WORKING DATA —
▬▬▬▬▬▬▬▬▬▬

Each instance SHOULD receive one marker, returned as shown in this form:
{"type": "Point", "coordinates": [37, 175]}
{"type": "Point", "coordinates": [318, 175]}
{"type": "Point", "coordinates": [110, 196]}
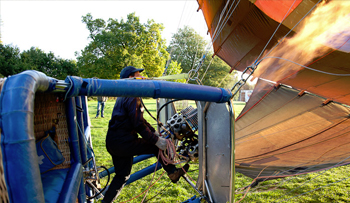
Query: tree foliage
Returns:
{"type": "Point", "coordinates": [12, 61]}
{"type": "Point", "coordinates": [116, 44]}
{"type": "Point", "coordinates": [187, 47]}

▬▬▬▬▬▬▬▬▬▬

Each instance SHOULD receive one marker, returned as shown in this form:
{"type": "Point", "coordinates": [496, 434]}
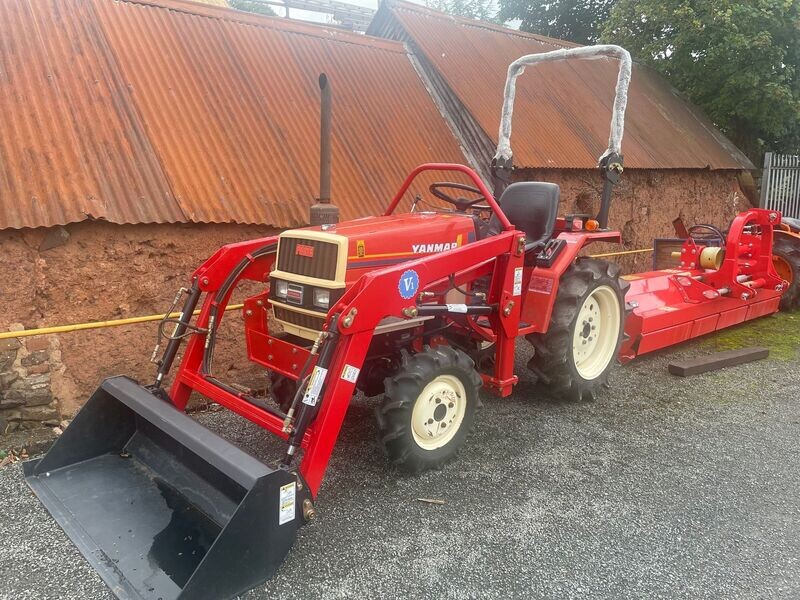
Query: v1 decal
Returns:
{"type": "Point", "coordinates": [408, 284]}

▬▬▬▬▬▬▬▬▬▬

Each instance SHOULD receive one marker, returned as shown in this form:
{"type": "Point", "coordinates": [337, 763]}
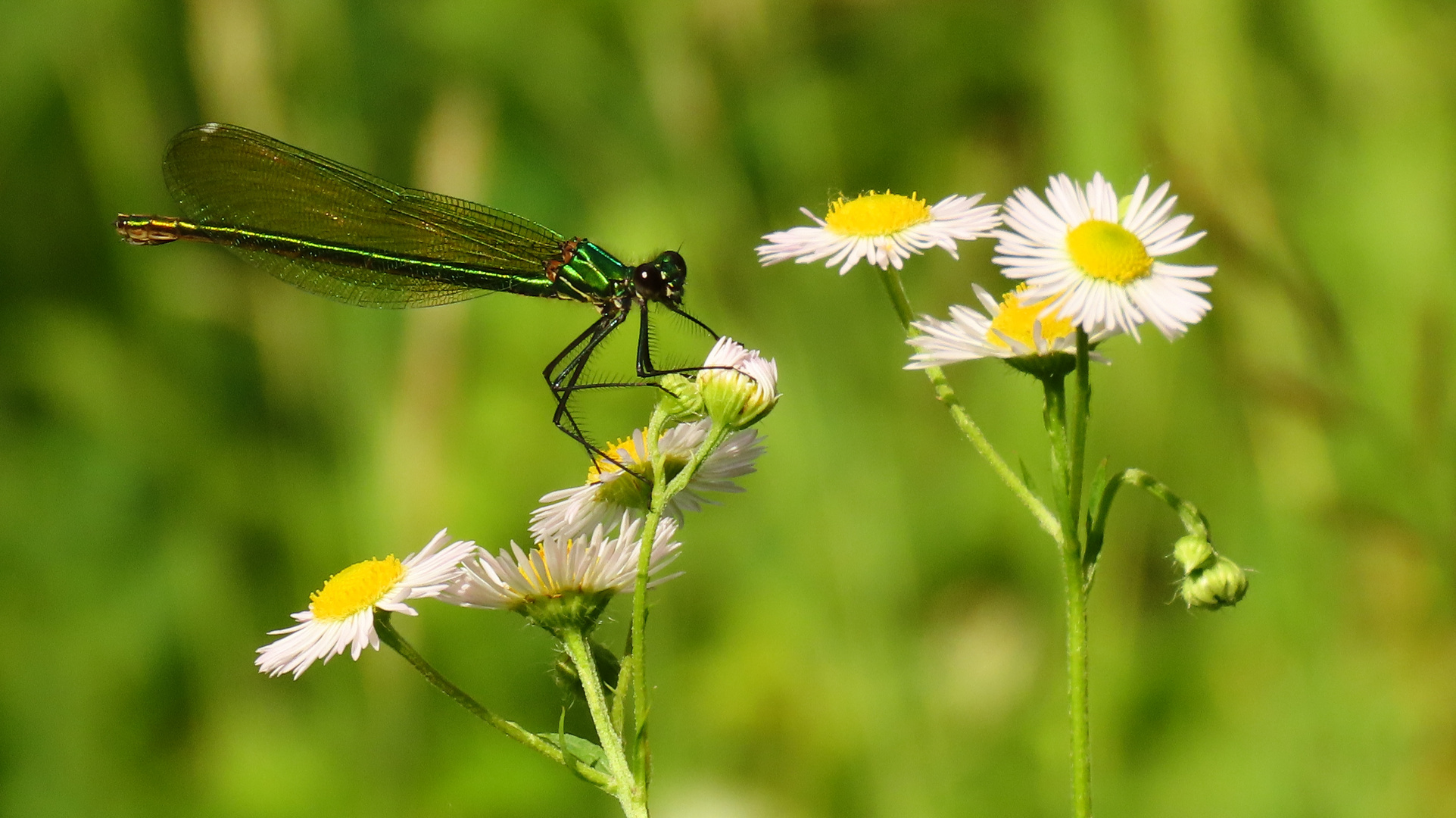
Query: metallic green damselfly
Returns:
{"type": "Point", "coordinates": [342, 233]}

▬▬▬▬▬▬▬▬▬▬

PROBLEM DETAILS —
How many lines of the listing above contain the string "coordinates"? Reply with the number alone.

SOLUTION TO THE EXERCISE —
10